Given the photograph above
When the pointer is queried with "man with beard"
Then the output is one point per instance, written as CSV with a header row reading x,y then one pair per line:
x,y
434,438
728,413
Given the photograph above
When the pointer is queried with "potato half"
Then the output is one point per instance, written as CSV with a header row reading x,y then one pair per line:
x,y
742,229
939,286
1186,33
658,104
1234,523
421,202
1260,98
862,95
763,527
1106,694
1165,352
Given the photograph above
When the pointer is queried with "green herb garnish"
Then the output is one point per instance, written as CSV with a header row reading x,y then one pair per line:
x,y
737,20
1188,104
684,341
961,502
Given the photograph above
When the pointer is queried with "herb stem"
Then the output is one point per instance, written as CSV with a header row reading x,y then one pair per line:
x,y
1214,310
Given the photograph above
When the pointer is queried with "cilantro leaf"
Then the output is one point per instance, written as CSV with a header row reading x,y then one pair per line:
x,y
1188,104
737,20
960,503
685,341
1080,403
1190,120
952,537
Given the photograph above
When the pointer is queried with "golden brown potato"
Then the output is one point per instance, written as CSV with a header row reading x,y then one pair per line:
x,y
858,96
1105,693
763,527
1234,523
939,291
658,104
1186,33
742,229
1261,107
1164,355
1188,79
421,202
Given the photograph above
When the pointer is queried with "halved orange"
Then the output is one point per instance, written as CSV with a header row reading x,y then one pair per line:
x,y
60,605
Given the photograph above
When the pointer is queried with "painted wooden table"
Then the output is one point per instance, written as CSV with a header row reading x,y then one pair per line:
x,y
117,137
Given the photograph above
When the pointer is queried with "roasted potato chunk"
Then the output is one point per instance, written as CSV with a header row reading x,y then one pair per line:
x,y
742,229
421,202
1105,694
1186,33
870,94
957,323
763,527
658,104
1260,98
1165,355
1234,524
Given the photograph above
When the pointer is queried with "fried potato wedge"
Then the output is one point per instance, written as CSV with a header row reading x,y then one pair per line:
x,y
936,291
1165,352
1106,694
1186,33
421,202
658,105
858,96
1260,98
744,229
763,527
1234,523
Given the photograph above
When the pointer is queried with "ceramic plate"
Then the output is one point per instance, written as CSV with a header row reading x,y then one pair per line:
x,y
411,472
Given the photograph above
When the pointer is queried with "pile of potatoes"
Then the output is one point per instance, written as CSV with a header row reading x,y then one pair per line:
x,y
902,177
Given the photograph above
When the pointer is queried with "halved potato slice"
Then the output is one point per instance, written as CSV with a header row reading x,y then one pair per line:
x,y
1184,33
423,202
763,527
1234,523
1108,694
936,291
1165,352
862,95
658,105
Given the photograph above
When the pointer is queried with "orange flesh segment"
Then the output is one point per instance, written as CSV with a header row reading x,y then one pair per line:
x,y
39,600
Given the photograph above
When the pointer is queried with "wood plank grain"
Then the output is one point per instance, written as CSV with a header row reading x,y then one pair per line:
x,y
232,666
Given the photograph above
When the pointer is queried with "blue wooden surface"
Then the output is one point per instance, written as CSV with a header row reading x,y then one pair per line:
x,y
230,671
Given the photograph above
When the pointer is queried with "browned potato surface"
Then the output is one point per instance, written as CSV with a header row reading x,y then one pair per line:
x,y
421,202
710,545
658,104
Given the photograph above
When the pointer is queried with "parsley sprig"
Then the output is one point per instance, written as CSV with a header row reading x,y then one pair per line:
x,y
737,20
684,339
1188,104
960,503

+++++

• [What is required]: Retype the entries one by one, exactly.

• [Answer to the problem]:
Given the photograph above
When the pointer is queried with "man with beard"
Then the output is one point per instance, written as CSV with a header row reading x,y then one pair per line:
x,y
434,438
728,413
Given the photograph above
When the pointer is queried with "potato half"
Then the output is one point per instance, written as CSV with a header row reading x,y then one pair per line:
x,y
742,229
939,286
1186,33
658,104
1234,523
421,202
1260,98
862,95
763,527
1106,694
1165,352
Given the photograph above
When the pointer is queried with "green herb garnish"
Then the output is one point per instance, written as CSV with a header row reading x,y then one pair per line:
x,y
737,20
1188,104
684,341
961,502
Given the photograph above
When the pointer is queried with "herb stem"
Then the output is one point per instance, written as CSV with a header row reading x,y then one pair per line:
x,y
1214,310
Given the photograph above
When the pointer is queried with "cilantro leaf"
Then the output is one point per instance, written as CSV with a header row reading x,y then one pair per line:
x,y
1188,104
737,20
960,503
685,341
1080,403
1190,120
952,537
Given the photograph above
When the pointer is queried with "golden brown potato"
Then the output is one point per instance, written as CSV with a header row reading x,y then one pair per line:
x,y
858,96
1105,693
763,527
1234,523
939,291
658,104
1186,33
742,229
1261,107
1164,355
1188,79
421,202
Given the photograph above
When the pointer is queried with "halved orange"
Then the output is one point per instance, written as CSV with a header row reading x,y then one pair per line:
x,y
60,605
Given the photograph above
When the pointer is queried with "painted wooden table"
Then the output is one point per instance, written as CSV with a header row reading x,y then one pair per line:
x,y
117,137
Given the photograph above
When the pointer is queried with "roasted potato chunk"
Then the output is one point per instance, written as CSV with a header row reading x,y then one pair per line:
x,y
742,229
421,202
1105,694
1186,33
870,94
957,323
763,527
658,104
1260,98
1165,355
1234,524
Given the photograph above
When the pointer is queried with "fried potato wedge"
Then the output is one point per instance, written as CSV with a header row reading x,y then one pair per line:
x,y
936,291
1165,352
1106,694
1186,33
421,202
658,105
858,96
1260,98
744,229
763,527
1234,523
Given the photograph above
When the pointer is queried with "ceramic plate"
Then the output is one point per instance, written as CSV with a header row reading x,y then one pair per line:
x,y
411,472
Given the photograph above
When the pointer is queried with "pile of potatoes"
Then the output is one point per instance, written as CSV with a header row reading x,y then one pair per line:
x,y
902,177
Given the photograph above
When the pointer is queried with "halved potato slice"
Then the output is one point per instance, written as CSV with a header row reading x,y then one pair per line:
x,y
1184,33
423,202
763,527
1234,523
1108,694
936,291
1165,352
862,95
658,105
Given the photograph above
When the pointer is queried with "orange flesh segment"
Then the output is one point per instance, written as CSV with a header row reading x,y then one pair per line:
x,y
39,600
Given the photograph above
When the pointer is queried with "wood plank grain"
Then the output is one point per instance, written as CSV with a header row reading x,y then one pair per line:
x,y
232,666
Given the photograph above
When the pointer is queried with "blue wooden surface"
Then the output is one point per instance, written as CSV with a header row reading x,y then one pair per line:
x,y
230,671
Given the photograph above
When the pointer is queried with "browned potato surface"
Then the output is one point per instance, written as CSV with a header row reading x,y then one pair per line:
x,y
421,202
710,545
658,104
Given the photograph above
When the pointer is queried with "parsley sprig"
Then the output is one point per instance, written as CSV with a header row reading x,y then one pair per line:
x,y
737,20
684,339
1188,104
960,503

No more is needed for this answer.